#### [Problem statement]
Whatever appears in the entries must be given again exactly.

#### [Stored dataset items]
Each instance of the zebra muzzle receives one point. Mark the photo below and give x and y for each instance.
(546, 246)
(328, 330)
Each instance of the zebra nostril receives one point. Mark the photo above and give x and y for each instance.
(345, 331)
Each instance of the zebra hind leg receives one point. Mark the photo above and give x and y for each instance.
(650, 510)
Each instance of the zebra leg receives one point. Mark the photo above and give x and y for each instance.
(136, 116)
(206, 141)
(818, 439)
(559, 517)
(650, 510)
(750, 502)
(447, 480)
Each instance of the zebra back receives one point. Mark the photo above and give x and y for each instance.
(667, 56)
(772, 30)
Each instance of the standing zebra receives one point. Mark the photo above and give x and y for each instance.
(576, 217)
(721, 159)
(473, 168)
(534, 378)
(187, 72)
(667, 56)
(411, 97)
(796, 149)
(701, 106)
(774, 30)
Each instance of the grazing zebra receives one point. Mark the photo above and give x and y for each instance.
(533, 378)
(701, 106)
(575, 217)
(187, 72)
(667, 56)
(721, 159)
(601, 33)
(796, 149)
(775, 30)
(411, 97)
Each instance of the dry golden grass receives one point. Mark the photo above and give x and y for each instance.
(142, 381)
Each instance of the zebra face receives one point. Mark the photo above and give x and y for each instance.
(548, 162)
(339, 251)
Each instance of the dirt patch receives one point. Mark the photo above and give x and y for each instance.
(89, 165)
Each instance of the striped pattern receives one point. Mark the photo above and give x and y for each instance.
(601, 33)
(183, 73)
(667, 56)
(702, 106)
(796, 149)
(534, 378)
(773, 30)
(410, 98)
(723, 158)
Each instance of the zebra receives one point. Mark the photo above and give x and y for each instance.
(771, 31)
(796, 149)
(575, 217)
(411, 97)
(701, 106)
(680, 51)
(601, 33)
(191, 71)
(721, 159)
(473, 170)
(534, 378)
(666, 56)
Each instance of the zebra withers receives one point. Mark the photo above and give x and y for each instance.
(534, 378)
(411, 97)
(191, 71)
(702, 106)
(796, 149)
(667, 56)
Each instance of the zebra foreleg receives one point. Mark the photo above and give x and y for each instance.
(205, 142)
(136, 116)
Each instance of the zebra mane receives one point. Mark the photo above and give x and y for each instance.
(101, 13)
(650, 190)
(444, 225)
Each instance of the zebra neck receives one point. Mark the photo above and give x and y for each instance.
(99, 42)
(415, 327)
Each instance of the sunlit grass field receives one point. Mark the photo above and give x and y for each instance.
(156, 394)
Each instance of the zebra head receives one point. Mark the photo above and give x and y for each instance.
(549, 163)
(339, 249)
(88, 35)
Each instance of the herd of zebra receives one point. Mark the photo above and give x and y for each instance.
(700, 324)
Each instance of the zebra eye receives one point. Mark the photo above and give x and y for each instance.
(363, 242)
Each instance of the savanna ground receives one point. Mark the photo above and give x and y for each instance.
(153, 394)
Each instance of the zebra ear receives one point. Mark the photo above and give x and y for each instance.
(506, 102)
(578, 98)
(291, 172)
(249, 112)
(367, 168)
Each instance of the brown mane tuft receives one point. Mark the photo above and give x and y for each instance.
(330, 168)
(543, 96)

#### [Solution to this exercise]
Each instance of the zebra muzzle receives one point. Mark the photo below and give x and y for each instance.
(546, 246)
(328, 330)
Each instance of the zebra nostril receives one point. Mark the photo above and give x and y for each instance.
(345, 331)
Each instance of the zebra hind leg receives one point. Mark the photo above and give x and y for each instance.
(650, 510)
Each instance of the zebra leg receives one point. Mark the photo above and give x and y for each instance.
(136, 116)
(206, 141)
(818, 439)
(559, 517)
(650, 510)
(750, 502)
(447, 480)
Each instance of the zebra back receives one point. Mark the photo above and give x and y for each instance.
(667, 56)
(772, 30)
Each instance of the standing zebra receives one point. Mark the photo above and give x and y for each instance.
(576, 217)
(721, 159)
(473, 168)
(534, 378)
(187, 72)
(667, 56)
(411, 97)
(796, 149)
(701, 106)
(774, 30)
Each instance of the grazing zebra receives one point. Mark the photo above and give x and y for each instance.
(533, 378)
(701, 106)
(575, 217)
(187, 72)
(667, 56)
(721, 159)
(601, 33)
(796, 149)
(775, 30)
(411, 97)
Each instance of the dry golden grass receives one point. Mark the photo above and give x and y for each instance.
(142, 381)
Each instance of the zebra face receives one point. Mark the photo above and give x and y for each instance.
(548, 162)
(339, 251)
Each instance of the dirt patch receives one point. Mark the photo above and give x and y for each instance.
(89, 165)
Each instance of the striped pattern receives one point. Mark the photo above and give x and y for each instance.
(601, 33)
(183, 73)
(667, 56)
(702, 106)
(796, 149)
(534, 378)
(773, 30)
(410, 98)
(723, 158)
Each instance of the zebra receives one point. Mark the photo above and give x and y for each instance.
(771, 31)
(796, 149)
(575, 217)
(411, 97)
(701, 106)
(680, 51)
(601, 33)
(191, 71)
(721, 159)
(473, 170)
(534, 378)
(666, 56)
Each instance of the zebra withers receives one point. Mark the photo above and give x and y for each instance.
(534, 378)
(411, 97)
(191, 71)
(702, 106)
(796, 149)
(667, 56)
Each instance of the zebra foreleg receives one point. Mark the photo above and give x and y for each instance.
(205, 142)
(136, 116)
Each instance of the zebra mane receives one point. Mark the photo above and give x and y for each instance.
(101, 13)
(650, 190)
(444, 225)
Each instance of the zebra neck receives one point. Mark the photo above and give x and y for each instance.
(99, 42)
(415, 327)
Each instance of the sunlit grass field receives one point. Mark the photo above and give x and y for each instance.
(156, 394)
Each instance of the zebra head receives one point. Mark the photo above and give x and y for each instance.
(549, 163)
(339, 249)
(88, 35)
Each instance of the herd of zebra receives one point. Mark the photo above and give x and y for each instance.
(700, 324)
Each instance of the zebra eye receives one point. Mark the photo above and give x and y for each instance.
(363, 242)
Each instance of the savanna ground receives one point. Mark the photo above and give x and y for each instance.
(153, 394)
Each instance of the zebra ear receives one point. Mark the photo above and give x and y for each instance.
(506, 102)
(578, 98)
(291, 172)
(249, 112)
(367, 168)
Each instance of the brown mane tuft receives one point. Mark the photo above and give x and y for each instance.
(330, 168)
(543, 96)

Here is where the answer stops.